__Text excerpt__
====

It is hypothesized that an aggravated inflammatory response and iron accumulation, as a function of age, increase oxidative stress and participate in the pathogenesis of PD.

Intracranial injection of the bacterial endotoxin, lipopolysaccharide (LPS), has been shown to induce microglia activation, oxidative stress, mitochondrial impairment, iron accumulation, and dopaminergic neurodegeneration within the substantia nigra. We tested the hypothesis that injection of LPS into the striatum would increase iron accumulation in the substantia nigra of aged rats compared to young ones. Our results showed that four weeks post injection, LPS significantly increased microglia activation, lipid peroxidation, ferritin expression, and total nigral iron content in aged rats. In addition, LPS significantly altered the turnover ratio of homovanillic acid to dopamine.

Thus, an age-related increase in iron as well as susceptibility to inflammation may play an important role in PD-related neurodegeneration, as free radicals produced from the inflammatory response can become more toxic through increased ferrous iron catalyzed Fenton chemistry. This may enhance oxidative stress, exacerbate microglia activation, and drive the progression of PD.

====

__Data provided__
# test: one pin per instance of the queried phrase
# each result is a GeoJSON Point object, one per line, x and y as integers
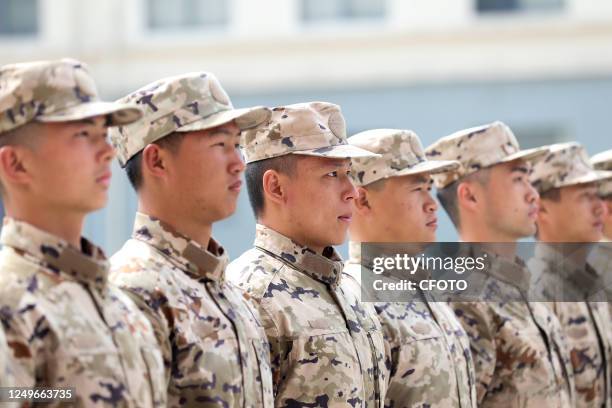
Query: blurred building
{"type": "Point", "coordinates": [434, 66]}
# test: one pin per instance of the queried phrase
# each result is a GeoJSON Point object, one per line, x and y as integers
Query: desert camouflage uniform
{"type": "Point", "coordinates": [213, 345]}
{"type": "Point", "coordinates": [427, 351]}
{"type": "Point", "coordinates": [575, 291]}
{"type": "Point", "coordinates": [326, 349]}
{"type": "Point", "coordinates": [6, 371]}
{"type": "Point", "coordinates": [67, 327]}
{"type": "Point", "coordinates": [519, 352]}
{"type": "Point", "coordinates": [586, 324]}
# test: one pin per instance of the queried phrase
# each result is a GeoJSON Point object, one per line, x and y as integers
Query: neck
{"type": "Point", "coordinates": [66, 225]}
{"type": "Point", "coordinates": [191, 228]}
{"type": "Point", "coordinates": [288, 231]}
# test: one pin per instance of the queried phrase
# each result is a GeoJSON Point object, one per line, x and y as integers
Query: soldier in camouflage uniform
{"type": "Point", "coordinates": [567, 184]}
{"type": "Point", "coordinates": [65, 325]}
{"type": "Point", "coordinates": [326, 347]}
{"type": "Point", "coordinates": [603, 161]}
{"type": "Point", "coordinates": [183, 161]}
{"type": "Point", "coordinates": [519, 354]}
{"type": "Point", "coordinates": [427, 350]}
{"type": "Point", "coordinates": [6, 371]}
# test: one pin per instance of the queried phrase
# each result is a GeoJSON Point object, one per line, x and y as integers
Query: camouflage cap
{"type": "Point", "coordinates": [477, 148]}
{"type": "Point", "coordinates": [312, 129]}
{"type": "Point", "coordinates": [603, 161]}
{"type": "Point", "coordinates": [183, 103]}
{"type": "Point", "coordinates": [401, 154]}
{"type": "Point", "coordinates": [566, 164]}
{"type": "Point", "coordinates": [54, 91]}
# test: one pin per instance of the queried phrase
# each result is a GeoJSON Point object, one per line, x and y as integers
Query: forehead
{"type": "Point", "coordinates": [318, 162]}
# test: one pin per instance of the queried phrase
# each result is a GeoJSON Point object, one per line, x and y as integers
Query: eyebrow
{"type": "Point", "coordinates": [521, 169]}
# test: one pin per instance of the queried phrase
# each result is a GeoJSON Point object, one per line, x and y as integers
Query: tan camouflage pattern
{"type": "Point", "coordinates": [587, 325]}
{"type": "Point", "coordinates": [603, 161]}
{"type": "Point", "coordinates": [214, 347]}
{"type": "Point", "coordinates": [566, 164]}
{"type": "Point", "coordinates": [6, 370]}
{"type": "Point", "coordinates": [54, 91]}
{"type": "Point", "coordinates": [67, 327]}
{"type": "Point", "coordinates": [184, 103]}
{"type": "Point", "coordinates": [312, 128]}
{"type": "Point", "coordinates": [401, 154]}
{"type": "Point", "coordinates": [427, 351]}
{"type": "Point", "coordinates": [326, 349]}
{"type": "Point", "coordinates": [519, 350]}
{"type": "Point", "coordinates": [477, 148]}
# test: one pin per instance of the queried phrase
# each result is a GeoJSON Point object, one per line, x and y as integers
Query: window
{"type": "Point", "coordinates": [518, 5]}
{"type": "Point", "coordinates": [18, 17]}
{"type": "Point", "coordinates": [169, 14]}
{"type": "Point", "coordinates": [321, 10]}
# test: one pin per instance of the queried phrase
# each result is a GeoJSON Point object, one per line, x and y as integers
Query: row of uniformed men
{"type": "Point", "coordinates": [282, 325]}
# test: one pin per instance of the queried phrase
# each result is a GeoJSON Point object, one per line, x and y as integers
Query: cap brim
{"type": "Point", "coordinates": [431, 167]}
{"type": "Point", "coordinates": [345, 151]}
{"type": "Point", "coordinates": [594, 176]}
{"type": "Point", "coordinates": [245, 118]}
{"type": "Point", "coordinates": [528, 155]}
{"type": "Point", "coordinates": [120, 114]}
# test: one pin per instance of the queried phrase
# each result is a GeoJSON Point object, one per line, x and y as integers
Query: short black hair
{"type": "Point", "coordinates": [255, 171]}
{"type": "Point", "coordinates": [133, 167]}
{"type": "Point", "coordinates": [448, 195]}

====

__Work request A__
Answer each from the abstract on LPS and iron:
(i) How long after injection were the reported results observed?
(ii) Into which brain region was LPS injected in the tested hypothesis?
(iii) Which turnover ratio did LPS significantly alter?
__Work request B__
List every measure that the abstract on LPS and iron says LPS significantly increased in aged rats four weeks post injection.
__Work request C__
Rewrite the abstract on LPS and iron between "It is hypothesized" and "acid to dopamine.", inclusive, with "striatum" replaced by "cortex".
Rely only on the abstract on LPS and iron for what comes next.

__Answer A__
(i) Four weeks
(ii) The striatum
(iii) The ratio of homovanillic acid to dopamine

__Answer B__
- Microglia activation
- Lipid peroxidation
- Ferritin expression
- Total nigral iron content

__Answer C__
It is hypothesized that an aggravated inflammatory response and iron accumulation, as a function of age, increase oxidative stress and participate in the pathogenesis of PD.

Intracranial injection of the bacterial endotoxin, lipopolysaccharide (LPS), has been shown to induce microglia activation, oxidative stress, mitochondrial impairment, iron accumulation, and dopaminergic neurodegeneration within the substantia nigra. We tested the hypothesis that injection of LPS into the cortex would increase iron accumulation in the substantia nigra of aged rats compared to young ones. Our results showed that four weeks post injection, LPS significantly increased microglia activation, lipid peroxidation, ferritin expression, and total nigral iron content in aged rats. In addition, LPS significantly altered the turnover ratio of homovanillic acid to dopamine.